关于重言式判别的问题,我找来了一个现成的程序,可是读不懂,主要是二叉树怎么实现
#include <stdio.h>#include <stdlib.h>
#include <string.h>
typedef struct DutyElement
{
char data;
int duty;
}DutyElement;
DutyElement DutyArray[100]; //定义加权数组
typedef struct BiTNode
{
char data;
struct BiTNode *lchild, *rchild;
}BiTNode, *BiTree;
void InitDutyArray(char *s, int n) //根据输入的序列初始化加权数组
{
int i, j;
for (i = 0; i < n; i++)
{
DutyArray[i].data = s[i];
switch (DutyArray[i].data) //分别赋权值
{
case '~':
DutyArray[i].duty = 3; break;
case '&':
DutyArray[i].duty = 2; break;
case '|':
DutyArray[i].duty = 1; break;
default:
DutyArray[i].duty = 0; break;
}
}
for (i = 0; i < n; i++)
{
if (DutyArray[i].data == '(') //是左括号的话则对运算符进行加权操作
{
for (j = i; j < n; j++)
{
if (DutyArray[j].duty != 0)
DutyArray[j].duty += 5;
}
}
else
{
if (DutyArray[i].data == ')') //右括号的话对运算符进行减权操作
{
for (j = i; j < n; j++)
{
if (DutyArray[j].duty != 0)
DutyArray[j].duty -= 5;
}
}
}
}
}
int SearchMinDutyOperator(int a, int b) //寻找权值最小的运算符,即为二叉树的根节点
{
int i, n = a, duty = 1000;
for (i = a; i < b + 1; i++)
{
if (DutyArray[i].duty > 0 && DutyArray[i].duty < duty)
{
n = i;
duty = DutyArray[i].duty;
}
}
return n;
}
int ParenthesesCloesed(int a, int b) //判断序列是否在最外层有一对括号
{
int i, n = 0;
for (i = a; i <= b; i++)
{
if (DutyArray[i].data == '(')
n++;
if (DutyArray[i].data == ')')
n--;
if (n == 0)
break;
}
if (i == b)
return 1;
else
return 0;
}
BiTree Create(int a, int b) //根据加权数组创建二叉树
{
BiTree p;
if (DutyArray[a].data == '(' && DutyArray[b].data == ')' && ParenthesesCloesed(a, b) == 1) //去括号
{
a += 1;
b -= 1;
}
if (a > b)

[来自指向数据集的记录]

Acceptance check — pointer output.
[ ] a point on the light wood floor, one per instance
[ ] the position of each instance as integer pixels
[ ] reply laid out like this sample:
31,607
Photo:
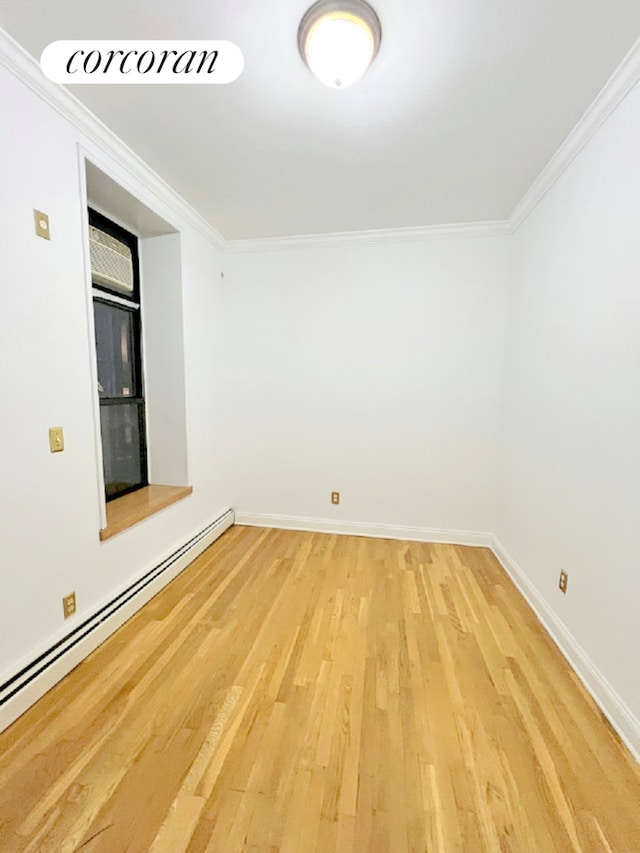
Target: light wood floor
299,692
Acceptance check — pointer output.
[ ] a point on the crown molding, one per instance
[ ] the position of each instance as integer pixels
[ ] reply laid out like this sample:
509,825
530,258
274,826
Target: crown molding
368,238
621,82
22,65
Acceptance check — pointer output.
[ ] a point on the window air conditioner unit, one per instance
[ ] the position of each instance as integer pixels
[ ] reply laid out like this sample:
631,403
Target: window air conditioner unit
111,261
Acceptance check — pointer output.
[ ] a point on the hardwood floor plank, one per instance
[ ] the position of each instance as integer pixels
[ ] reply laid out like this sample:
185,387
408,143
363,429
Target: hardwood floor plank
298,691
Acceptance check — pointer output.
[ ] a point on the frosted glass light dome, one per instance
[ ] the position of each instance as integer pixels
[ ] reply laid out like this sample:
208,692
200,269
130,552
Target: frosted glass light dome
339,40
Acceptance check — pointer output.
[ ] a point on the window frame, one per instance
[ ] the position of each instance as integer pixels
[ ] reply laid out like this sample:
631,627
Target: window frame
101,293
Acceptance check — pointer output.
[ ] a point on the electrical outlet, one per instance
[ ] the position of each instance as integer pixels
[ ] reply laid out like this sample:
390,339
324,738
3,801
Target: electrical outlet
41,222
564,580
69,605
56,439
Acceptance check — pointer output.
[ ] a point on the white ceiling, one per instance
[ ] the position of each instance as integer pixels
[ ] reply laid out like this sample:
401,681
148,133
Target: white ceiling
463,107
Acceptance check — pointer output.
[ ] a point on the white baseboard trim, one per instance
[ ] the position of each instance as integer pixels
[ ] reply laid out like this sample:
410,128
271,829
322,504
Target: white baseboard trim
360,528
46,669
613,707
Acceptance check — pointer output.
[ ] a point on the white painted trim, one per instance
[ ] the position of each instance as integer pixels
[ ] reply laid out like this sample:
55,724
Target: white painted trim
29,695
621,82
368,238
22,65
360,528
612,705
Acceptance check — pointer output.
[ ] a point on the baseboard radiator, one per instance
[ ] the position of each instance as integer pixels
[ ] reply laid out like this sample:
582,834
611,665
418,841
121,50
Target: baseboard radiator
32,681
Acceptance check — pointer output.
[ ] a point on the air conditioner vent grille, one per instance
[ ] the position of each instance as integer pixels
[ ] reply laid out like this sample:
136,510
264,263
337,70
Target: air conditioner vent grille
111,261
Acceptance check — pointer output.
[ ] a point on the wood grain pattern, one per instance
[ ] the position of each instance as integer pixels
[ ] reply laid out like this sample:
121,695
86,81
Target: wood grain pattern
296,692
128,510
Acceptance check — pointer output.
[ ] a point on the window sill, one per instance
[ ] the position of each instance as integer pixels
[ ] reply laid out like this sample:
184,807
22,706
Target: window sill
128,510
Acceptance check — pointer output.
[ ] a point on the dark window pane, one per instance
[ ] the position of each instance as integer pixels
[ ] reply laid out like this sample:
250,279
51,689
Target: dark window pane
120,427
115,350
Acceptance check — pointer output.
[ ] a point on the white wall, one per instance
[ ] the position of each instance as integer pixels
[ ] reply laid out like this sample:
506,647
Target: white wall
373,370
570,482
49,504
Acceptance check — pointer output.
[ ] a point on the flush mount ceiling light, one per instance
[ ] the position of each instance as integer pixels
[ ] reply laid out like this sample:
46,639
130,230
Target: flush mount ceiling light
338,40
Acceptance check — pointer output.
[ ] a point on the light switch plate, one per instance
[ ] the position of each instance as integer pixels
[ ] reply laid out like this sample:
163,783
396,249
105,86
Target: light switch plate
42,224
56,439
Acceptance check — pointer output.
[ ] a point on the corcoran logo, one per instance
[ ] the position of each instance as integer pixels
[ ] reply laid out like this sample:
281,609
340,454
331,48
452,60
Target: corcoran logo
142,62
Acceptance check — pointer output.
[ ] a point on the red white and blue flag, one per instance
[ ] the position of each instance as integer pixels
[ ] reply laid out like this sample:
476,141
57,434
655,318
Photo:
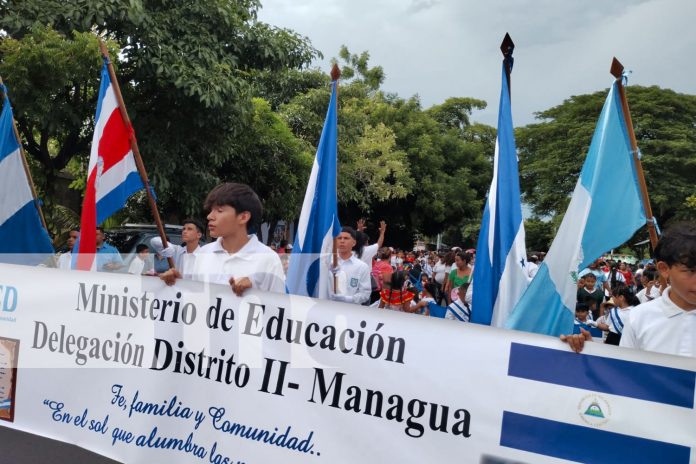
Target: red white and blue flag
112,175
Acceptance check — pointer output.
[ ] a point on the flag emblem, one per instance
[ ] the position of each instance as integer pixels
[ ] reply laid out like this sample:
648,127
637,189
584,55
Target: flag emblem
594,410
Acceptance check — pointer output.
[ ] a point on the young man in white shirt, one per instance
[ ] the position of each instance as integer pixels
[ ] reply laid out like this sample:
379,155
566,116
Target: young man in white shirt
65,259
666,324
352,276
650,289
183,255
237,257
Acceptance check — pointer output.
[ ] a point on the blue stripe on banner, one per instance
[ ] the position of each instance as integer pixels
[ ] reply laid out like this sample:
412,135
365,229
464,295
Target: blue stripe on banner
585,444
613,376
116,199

任务要求:
根据阅读材料中的程序回答下列问题。
1. 初始化加权数组时,运算符“&”被赋予的权值是多少?
2. 遇到左括号时,其后每个运算符的权值增加多少?
3. 函数SearchMinDutyOperator中,变量duty的初始值是多少?

书面解答:
1. 2
2. 5
3. 1000